* **TEXT TO READ**
+===+

Re: jobtracker / hadoop comsumer

Richard Park Wed, 31 Aug 2011 12:49:15 -0700

It really looks like your mapper tasks may be failing to connect to your
kafka server.

Here's a brief overview of what that demo job is doing so you can understand
where the example may have gone wrong.
DataGenerator:

   1. When DataGenerator is run, it needs the property 'kafka.etl.topic',
   and 'kafka.server.uri' set in the properties file. When you run
./run-class.sh
   kafka.etl.impl.DataGenerator test/test.properties, you can tell that
   they're properly set by the output 'topic=<blah>' and 'server uri=<kafka
   server url>.
   2. The DataGenerator will create a bunch of dummy messages and pump it to
   that kafka server. Afterwards, it will write a file to HDFS at path 'input'
   which you also set in the properties file. The file that is created will be
   named something like 1.dat.
   3. 1.dat is a sequence file, so if it isn't compressed, you should be
   able to see its contents in plain text. The contents will essentially list
   the kafka server url, the partition number and the topic as well as the
   offset.
   4. In a real scenario, you'll probably create several of these files for
   each broker and possibly partition, but for this example, you only need one
   file. Each file will spawn a mapper during the mapred step.

+===+

* **REQUIRED TASK**
In the forum reply about the Hadoop consumer above, what name does the file that DataGenerator writes to HDFS get?

+===+

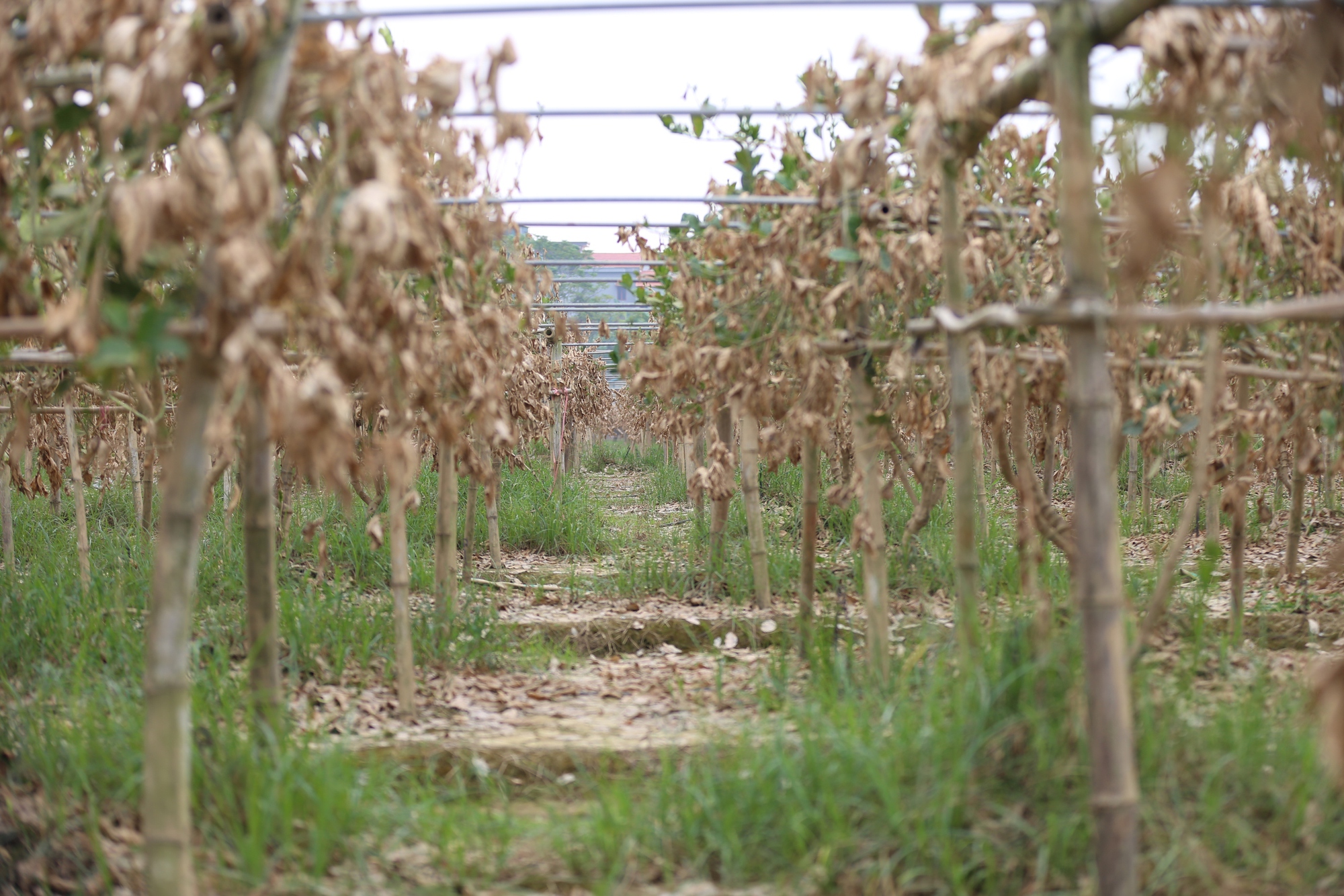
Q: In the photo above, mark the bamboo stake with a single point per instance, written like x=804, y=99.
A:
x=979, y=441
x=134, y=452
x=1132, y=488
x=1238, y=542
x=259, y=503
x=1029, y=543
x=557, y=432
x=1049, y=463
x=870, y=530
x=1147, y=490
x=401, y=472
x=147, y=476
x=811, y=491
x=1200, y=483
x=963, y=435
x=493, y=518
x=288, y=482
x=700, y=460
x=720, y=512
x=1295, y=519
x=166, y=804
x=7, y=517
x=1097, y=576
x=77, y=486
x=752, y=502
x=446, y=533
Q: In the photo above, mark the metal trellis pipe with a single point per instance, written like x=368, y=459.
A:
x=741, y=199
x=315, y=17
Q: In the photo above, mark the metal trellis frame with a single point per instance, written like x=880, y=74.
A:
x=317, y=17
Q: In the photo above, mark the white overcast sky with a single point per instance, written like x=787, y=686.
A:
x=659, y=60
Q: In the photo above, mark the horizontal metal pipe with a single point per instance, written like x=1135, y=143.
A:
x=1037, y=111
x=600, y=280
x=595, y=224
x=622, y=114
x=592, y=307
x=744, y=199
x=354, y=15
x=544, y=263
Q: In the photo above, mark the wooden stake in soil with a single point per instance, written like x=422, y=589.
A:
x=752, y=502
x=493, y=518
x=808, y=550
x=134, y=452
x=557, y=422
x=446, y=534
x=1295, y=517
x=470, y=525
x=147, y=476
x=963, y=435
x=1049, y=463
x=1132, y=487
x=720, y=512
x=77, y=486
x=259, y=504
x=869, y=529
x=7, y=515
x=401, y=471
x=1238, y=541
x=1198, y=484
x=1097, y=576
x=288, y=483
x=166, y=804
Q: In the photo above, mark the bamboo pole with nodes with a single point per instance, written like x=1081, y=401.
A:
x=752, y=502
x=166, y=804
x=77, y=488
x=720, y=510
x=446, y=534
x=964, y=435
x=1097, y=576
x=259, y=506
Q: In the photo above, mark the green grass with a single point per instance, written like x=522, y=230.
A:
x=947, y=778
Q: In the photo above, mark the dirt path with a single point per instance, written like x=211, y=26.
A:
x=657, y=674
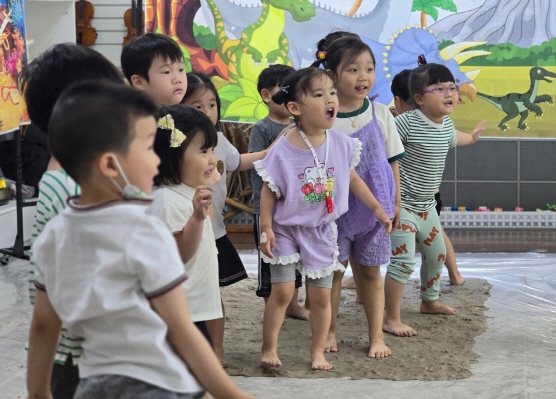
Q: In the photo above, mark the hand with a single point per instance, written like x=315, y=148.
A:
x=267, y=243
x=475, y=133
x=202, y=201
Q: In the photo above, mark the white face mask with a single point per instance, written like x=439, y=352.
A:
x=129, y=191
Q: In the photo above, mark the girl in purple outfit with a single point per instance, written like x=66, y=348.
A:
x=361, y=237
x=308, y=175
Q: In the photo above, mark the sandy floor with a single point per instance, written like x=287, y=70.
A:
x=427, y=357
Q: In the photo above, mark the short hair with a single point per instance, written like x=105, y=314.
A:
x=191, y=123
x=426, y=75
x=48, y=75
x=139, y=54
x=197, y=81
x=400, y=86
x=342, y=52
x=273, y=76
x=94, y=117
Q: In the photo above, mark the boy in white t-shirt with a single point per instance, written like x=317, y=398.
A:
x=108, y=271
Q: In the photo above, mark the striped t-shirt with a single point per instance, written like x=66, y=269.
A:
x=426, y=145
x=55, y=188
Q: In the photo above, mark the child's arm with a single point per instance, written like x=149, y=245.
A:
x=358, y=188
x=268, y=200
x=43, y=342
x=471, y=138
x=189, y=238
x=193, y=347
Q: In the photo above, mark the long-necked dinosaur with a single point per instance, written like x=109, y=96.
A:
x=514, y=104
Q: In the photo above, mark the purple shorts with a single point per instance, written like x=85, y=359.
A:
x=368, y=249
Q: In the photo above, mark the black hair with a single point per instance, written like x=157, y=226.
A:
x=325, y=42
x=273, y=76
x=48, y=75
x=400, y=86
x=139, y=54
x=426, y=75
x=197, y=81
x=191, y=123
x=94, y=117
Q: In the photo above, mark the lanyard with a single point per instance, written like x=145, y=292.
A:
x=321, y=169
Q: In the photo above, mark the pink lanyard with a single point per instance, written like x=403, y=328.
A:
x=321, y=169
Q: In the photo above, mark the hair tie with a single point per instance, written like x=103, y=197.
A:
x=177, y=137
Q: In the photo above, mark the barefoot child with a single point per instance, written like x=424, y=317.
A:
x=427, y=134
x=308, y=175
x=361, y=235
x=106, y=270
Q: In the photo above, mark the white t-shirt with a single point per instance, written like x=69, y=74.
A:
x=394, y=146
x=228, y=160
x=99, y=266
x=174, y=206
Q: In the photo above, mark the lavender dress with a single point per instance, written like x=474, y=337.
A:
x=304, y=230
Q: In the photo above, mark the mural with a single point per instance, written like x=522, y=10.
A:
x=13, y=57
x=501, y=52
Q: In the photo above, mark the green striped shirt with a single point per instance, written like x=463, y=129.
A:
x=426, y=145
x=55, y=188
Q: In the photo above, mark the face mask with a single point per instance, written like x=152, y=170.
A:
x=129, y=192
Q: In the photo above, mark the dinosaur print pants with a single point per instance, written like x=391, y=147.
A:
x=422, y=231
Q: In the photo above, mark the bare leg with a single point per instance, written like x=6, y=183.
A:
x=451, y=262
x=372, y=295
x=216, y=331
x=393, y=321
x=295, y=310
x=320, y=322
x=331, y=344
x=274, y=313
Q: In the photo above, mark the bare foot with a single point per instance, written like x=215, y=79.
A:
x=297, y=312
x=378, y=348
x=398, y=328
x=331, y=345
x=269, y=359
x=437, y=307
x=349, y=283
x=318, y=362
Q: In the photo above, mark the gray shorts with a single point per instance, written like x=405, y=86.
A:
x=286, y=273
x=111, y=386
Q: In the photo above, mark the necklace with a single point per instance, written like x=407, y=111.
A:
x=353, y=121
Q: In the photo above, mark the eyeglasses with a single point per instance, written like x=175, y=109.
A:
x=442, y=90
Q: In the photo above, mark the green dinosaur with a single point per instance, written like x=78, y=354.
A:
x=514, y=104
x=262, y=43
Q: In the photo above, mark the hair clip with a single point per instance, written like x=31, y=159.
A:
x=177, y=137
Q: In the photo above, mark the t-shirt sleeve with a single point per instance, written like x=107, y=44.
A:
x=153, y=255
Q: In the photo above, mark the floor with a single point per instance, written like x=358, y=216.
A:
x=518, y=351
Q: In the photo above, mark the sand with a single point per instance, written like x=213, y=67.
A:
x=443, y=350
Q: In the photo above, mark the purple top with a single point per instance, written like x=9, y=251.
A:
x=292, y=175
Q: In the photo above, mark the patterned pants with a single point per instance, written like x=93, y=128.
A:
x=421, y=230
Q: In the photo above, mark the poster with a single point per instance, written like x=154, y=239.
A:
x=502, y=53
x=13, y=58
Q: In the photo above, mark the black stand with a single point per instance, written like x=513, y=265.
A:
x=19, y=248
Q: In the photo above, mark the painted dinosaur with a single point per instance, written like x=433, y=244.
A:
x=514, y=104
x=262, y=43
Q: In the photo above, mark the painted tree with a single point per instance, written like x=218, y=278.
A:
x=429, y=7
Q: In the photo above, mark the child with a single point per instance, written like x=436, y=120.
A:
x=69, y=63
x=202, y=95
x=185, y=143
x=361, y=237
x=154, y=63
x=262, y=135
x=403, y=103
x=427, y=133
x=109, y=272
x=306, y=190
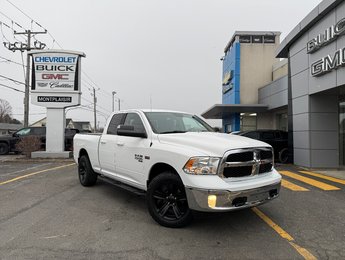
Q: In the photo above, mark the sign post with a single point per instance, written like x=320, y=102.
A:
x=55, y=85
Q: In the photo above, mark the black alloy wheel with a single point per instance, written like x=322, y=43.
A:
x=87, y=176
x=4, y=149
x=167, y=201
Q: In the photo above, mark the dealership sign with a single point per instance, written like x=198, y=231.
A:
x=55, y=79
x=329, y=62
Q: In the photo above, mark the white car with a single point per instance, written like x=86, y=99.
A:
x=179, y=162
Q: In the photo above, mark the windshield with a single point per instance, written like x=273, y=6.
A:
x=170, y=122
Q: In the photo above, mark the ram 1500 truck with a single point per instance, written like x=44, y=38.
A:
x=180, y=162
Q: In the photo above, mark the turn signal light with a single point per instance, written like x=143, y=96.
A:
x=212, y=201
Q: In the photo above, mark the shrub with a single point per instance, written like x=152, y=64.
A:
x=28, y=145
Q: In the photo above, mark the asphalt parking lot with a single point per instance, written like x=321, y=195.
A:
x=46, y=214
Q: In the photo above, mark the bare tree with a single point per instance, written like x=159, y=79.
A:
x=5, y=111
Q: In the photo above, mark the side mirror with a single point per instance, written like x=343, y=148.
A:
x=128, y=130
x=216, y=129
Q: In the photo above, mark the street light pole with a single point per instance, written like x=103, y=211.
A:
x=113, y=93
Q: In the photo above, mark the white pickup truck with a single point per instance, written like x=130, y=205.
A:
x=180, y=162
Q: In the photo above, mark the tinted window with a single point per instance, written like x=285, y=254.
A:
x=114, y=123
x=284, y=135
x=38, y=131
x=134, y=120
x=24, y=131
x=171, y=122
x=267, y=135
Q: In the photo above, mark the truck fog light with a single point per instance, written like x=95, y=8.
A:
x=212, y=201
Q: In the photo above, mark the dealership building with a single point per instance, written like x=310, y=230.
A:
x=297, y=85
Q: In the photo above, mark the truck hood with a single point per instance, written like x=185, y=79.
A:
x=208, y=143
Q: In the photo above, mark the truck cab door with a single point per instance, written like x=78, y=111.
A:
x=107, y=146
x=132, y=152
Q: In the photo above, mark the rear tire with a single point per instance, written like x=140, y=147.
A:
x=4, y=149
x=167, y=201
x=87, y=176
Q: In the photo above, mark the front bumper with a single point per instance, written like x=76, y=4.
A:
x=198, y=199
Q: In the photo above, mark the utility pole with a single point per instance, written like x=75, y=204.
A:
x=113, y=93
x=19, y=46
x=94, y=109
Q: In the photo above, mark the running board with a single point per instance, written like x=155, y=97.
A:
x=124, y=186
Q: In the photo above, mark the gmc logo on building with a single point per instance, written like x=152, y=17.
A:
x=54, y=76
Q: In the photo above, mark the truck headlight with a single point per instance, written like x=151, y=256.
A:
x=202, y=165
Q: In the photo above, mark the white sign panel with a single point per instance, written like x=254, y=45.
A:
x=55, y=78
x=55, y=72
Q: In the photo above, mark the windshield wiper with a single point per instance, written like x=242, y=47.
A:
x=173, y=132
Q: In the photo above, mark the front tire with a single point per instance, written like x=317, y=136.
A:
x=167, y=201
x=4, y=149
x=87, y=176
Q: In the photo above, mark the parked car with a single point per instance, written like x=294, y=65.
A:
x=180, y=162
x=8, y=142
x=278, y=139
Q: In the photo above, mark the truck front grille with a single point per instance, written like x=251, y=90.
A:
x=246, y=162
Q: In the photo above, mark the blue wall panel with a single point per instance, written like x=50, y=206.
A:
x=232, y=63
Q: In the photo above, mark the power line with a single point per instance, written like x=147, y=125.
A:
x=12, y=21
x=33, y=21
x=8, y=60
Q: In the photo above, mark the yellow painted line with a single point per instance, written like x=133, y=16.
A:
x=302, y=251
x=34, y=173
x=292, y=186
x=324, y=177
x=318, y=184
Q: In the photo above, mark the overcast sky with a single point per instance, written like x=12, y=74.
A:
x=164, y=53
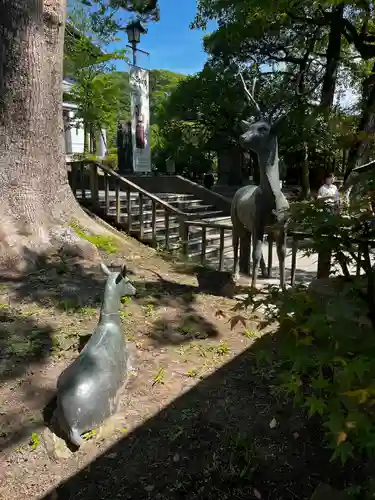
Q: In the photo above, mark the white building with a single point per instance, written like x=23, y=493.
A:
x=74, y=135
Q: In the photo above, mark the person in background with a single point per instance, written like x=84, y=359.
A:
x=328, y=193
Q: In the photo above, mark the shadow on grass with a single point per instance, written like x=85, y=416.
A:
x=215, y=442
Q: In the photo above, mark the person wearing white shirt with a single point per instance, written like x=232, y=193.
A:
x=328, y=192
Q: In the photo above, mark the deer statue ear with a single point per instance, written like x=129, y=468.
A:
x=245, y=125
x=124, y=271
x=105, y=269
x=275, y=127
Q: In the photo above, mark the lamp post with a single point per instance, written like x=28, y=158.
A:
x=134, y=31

+===+

* **THE REPLY**
It will be named something like 1.dat.